DIRECTIVE: Select each line in the entries below that contains the word "sunglasses", and copy every such line.

[Data drawn from a collection]

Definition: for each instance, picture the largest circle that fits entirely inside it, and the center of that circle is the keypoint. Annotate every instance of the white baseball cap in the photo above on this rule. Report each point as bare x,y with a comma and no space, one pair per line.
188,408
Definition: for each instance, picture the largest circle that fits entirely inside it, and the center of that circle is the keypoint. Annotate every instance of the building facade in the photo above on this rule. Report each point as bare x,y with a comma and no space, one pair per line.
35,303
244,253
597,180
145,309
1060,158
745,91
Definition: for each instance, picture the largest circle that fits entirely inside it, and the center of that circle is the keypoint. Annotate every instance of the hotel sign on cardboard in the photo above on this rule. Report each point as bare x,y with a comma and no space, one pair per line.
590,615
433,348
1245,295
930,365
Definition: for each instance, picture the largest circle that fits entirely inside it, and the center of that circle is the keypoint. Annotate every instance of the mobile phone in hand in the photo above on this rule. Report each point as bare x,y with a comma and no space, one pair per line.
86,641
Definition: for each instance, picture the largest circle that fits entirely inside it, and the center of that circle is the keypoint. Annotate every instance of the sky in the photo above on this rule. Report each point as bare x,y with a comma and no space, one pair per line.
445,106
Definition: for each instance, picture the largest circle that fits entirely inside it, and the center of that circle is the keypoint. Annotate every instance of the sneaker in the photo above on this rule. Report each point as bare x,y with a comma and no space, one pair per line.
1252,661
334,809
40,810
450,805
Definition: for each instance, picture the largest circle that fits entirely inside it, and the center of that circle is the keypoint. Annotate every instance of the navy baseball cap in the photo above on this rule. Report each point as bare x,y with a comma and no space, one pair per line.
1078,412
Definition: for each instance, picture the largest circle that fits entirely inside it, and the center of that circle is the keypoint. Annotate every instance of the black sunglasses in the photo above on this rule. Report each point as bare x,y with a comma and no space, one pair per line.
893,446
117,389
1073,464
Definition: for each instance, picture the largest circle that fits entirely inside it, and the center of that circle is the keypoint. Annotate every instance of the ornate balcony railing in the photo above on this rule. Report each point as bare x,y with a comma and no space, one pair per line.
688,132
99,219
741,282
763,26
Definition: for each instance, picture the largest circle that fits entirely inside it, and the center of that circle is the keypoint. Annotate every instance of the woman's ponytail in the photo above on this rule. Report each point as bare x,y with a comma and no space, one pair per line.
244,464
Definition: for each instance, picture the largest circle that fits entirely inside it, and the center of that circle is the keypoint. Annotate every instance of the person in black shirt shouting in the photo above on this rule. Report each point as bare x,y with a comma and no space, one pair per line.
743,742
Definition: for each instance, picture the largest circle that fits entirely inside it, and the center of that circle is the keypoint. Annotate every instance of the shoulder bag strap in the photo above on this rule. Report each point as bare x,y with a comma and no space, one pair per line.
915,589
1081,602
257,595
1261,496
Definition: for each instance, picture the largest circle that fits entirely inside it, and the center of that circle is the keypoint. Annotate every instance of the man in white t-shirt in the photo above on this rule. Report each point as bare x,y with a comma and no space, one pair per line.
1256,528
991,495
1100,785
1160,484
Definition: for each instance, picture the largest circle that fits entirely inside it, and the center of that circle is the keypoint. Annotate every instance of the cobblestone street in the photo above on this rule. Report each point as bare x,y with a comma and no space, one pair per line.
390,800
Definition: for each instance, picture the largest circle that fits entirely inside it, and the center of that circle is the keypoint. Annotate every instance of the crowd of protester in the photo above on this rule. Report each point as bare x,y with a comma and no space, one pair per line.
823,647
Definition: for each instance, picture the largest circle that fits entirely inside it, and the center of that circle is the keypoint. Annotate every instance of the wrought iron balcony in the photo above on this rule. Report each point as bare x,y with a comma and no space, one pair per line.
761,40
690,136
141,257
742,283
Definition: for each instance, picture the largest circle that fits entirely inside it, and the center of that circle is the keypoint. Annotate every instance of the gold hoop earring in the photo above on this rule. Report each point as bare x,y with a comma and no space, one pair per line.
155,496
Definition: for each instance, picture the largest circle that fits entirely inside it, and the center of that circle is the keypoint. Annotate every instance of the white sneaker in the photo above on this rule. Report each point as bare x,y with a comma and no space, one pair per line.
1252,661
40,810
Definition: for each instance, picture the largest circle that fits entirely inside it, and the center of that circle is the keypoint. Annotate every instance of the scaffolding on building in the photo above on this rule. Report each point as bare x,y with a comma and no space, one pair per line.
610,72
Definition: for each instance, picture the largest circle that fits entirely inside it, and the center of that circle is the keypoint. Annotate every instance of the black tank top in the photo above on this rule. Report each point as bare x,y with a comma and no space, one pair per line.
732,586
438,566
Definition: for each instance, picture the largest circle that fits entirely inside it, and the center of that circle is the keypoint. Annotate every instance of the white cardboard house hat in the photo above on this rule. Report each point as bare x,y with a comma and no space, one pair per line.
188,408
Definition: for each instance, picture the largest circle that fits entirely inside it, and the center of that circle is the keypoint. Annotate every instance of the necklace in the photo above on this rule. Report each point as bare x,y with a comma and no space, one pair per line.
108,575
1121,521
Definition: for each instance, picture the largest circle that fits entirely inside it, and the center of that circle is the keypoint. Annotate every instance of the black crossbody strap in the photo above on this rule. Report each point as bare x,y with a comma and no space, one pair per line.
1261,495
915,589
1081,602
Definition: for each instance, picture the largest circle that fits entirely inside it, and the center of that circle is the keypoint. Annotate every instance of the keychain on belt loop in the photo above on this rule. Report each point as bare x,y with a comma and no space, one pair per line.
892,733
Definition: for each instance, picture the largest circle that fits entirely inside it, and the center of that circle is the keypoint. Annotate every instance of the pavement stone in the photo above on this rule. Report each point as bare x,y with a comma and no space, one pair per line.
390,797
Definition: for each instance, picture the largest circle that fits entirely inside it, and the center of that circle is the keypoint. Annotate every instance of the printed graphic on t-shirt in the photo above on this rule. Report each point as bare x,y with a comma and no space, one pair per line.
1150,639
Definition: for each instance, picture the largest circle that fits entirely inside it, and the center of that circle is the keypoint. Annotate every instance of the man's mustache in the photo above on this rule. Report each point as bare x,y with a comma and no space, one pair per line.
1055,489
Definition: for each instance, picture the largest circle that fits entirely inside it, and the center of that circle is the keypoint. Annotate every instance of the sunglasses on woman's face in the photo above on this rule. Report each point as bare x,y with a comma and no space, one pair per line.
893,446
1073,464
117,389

...

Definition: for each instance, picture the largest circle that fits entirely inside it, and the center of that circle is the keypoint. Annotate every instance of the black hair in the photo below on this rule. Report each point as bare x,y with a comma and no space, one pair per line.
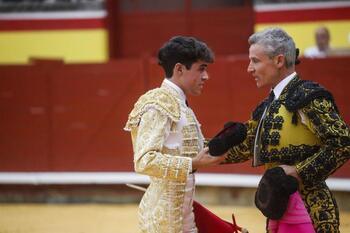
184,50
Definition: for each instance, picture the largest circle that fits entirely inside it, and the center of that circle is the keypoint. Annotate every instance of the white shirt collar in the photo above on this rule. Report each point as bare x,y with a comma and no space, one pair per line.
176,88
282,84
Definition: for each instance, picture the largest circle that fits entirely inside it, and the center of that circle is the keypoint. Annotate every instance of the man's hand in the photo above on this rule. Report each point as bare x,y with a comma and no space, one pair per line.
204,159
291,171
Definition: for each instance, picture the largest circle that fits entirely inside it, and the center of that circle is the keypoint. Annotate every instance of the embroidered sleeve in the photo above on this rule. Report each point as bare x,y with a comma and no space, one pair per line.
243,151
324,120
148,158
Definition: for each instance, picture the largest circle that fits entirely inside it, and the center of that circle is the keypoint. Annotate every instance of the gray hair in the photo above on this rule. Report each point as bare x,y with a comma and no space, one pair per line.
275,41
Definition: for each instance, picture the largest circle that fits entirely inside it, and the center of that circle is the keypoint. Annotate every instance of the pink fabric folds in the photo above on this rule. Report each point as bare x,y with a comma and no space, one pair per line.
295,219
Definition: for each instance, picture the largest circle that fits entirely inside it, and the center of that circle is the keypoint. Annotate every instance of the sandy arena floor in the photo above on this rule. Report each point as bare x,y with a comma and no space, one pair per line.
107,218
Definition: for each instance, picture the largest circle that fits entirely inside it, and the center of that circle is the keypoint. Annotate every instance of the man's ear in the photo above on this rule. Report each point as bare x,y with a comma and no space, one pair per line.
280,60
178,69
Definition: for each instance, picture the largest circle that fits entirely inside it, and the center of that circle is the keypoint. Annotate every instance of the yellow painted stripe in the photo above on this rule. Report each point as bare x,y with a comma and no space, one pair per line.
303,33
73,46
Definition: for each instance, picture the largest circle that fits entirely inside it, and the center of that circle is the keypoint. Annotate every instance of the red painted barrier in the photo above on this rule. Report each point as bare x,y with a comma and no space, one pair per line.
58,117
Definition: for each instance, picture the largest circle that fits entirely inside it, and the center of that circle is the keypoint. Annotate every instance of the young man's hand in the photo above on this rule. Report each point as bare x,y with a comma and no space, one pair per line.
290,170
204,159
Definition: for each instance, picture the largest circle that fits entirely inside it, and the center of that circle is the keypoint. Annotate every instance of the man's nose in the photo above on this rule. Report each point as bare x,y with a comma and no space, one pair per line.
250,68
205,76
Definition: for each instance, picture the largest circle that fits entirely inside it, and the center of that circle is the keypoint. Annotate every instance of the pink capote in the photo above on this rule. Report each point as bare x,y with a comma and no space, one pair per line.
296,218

WRITTEN ANSWER:
Definition: for each instance, picture the largest circle that fits entirely inside it, and the center of that circle is the keypoint. Annotate every instance of the black sunglasses in the photo above on this rule. Report each point as bare x,y with a comma and no space, one pair per line.
Definition: for each instance, picture the largest circle that fits entirely inside it, and the center of that circle is the keypoint. Annotate every instance of the sunglasses on woman's face in the photo above on this rule. Report each point as bare x,y with a comma and no space, one pair per line.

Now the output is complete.